Directions
In the passage on corporate legal departments, how many hours of legal work must be brought inside to reach the break-even point for adding an in-house lawyer?

Passage shown
---+---
The evolution of the legal departments at RBC, TransCanada and HBC reflect a wider trend. A recent survey of almost 175 chief legal officers in the U.S. by Altman Weil shows that companies are increasingly reliant on in-house counsel. According to the survey conducted in September 2010, 63 per cent of chief legal officers indicated that they had increased their internal budgets from 2009 to 2010. Forty-one per cent said they planned to hire new in-house lawyers in the next 12 months. In the same time period, 29 per cent planned to decrease their use of outside counsel.

John Ohnjec, division director, Robert Half Legal, a leading recruitment agency, says the hiring boom in corporate legal departments south of the border mirrors the situation in Canada. However, he notes in-house departments are increasingly experimenting with alternative staffing arrangements, project-specific lawyers, part-time, and contract lawyers. A number of firms across Canada, including Robert Half Legal, LexLocom, Cognition LLP, and Delegatus Legal Services Inc. now specialize in placing in-house counsel on an as-needed basis.

Insourcing isn’t the only practice in-house departments have embraced to save money. Scott Ewart, a legal consultant at Helix Legal, says that in-house departments are increasingly outsourcing basic legal work, such as document review, to lower cost legal service providers. “In the U.S. and U.K. much more low-level work is being outsourced, but the trend is catching on here, too. The overall mix for the provision of legal work is changing. Companies are bringing some work inside to reduce costs and sending commoditized work to low-cost providers.” 

Insourcing may make sense and save dollars, but not all companies are eager to add in-house lawyers to their payroll. Richard Stock, the founding partner at Catalyst Consulting, which advises law firms and legal departments, says that companies are still reluctant to hire more in-house lawyers. “Companies are not willing to spend money to save money,” he says. He notes it only takes bringing inside 600 to 700 hours of legal work to hit the break-even point for adding a lawyer in-house.
---+---
Given entries

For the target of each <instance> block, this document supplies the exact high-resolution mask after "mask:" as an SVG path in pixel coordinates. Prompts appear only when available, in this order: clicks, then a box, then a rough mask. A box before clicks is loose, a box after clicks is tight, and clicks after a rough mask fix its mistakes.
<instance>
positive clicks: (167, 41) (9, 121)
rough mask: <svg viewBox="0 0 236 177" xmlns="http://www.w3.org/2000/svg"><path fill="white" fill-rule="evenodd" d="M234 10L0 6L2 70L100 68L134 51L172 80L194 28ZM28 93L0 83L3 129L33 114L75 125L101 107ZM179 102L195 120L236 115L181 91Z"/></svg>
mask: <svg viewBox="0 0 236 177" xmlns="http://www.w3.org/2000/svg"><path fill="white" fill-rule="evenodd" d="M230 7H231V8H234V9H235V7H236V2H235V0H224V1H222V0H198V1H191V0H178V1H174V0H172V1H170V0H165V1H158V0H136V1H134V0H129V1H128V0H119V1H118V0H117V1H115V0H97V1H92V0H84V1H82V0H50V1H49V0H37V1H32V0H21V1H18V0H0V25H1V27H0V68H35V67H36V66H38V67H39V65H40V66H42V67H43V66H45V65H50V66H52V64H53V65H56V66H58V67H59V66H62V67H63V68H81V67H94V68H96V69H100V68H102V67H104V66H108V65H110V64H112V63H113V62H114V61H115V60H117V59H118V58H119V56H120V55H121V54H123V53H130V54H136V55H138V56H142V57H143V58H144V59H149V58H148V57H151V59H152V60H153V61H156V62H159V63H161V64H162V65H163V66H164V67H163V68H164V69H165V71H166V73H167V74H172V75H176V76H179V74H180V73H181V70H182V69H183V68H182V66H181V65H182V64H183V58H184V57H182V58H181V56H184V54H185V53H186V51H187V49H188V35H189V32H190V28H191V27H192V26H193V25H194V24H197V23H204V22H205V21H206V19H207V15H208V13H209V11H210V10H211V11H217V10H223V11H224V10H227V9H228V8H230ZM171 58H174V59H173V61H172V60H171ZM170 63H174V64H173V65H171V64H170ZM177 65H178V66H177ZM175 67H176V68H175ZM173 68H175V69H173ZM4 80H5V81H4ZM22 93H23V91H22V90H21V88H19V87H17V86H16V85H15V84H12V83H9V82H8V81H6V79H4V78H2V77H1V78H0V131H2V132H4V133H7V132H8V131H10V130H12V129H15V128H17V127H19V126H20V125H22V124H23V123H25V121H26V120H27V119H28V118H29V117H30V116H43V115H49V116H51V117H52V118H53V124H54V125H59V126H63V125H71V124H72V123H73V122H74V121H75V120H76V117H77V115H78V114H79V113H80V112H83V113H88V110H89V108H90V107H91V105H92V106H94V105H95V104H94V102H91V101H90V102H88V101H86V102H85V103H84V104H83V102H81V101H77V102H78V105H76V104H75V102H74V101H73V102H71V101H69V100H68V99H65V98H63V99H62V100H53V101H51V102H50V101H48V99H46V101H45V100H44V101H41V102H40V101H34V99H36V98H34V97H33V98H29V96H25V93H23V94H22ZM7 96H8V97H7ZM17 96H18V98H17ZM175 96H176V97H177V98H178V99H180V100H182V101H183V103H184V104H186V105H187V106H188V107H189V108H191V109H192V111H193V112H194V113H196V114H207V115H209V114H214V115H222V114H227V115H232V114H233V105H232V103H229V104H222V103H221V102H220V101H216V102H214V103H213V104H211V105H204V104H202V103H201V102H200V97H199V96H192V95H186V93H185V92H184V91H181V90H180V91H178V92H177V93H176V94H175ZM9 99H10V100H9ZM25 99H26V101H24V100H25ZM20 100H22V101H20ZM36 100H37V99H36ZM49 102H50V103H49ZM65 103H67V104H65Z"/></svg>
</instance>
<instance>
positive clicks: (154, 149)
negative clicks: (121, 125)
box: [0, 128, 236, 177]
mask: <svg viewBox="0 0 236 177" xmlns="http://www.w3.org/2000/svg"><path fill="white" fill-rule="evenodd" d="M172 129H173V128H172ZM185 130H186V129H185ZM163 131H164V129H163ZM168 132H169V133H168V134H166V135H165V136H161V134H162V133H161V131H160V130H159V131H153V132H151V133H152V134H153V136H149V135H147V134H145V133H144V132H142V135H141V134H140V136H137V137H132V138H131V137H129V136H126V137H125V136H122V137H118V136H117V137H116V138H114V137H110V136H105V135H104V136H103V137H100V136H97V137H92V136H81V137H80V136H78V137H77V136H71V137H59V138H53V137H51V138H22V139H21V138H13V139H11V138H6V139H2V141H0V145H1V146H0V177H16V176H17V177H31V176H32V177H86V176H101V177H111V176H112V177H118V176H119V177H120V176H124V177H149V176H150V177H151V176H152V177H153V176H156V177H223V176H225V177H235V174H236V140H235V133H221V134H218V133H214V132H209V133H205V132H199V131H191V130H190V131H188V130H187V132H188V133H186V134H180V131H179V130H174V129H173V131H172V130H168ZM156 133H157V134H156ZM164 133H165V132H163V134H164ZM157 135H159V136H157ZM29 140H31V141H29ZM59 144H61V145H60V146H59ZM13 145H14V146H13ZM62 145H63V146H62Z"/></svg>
---+---
Solved problem
600 to 700 hours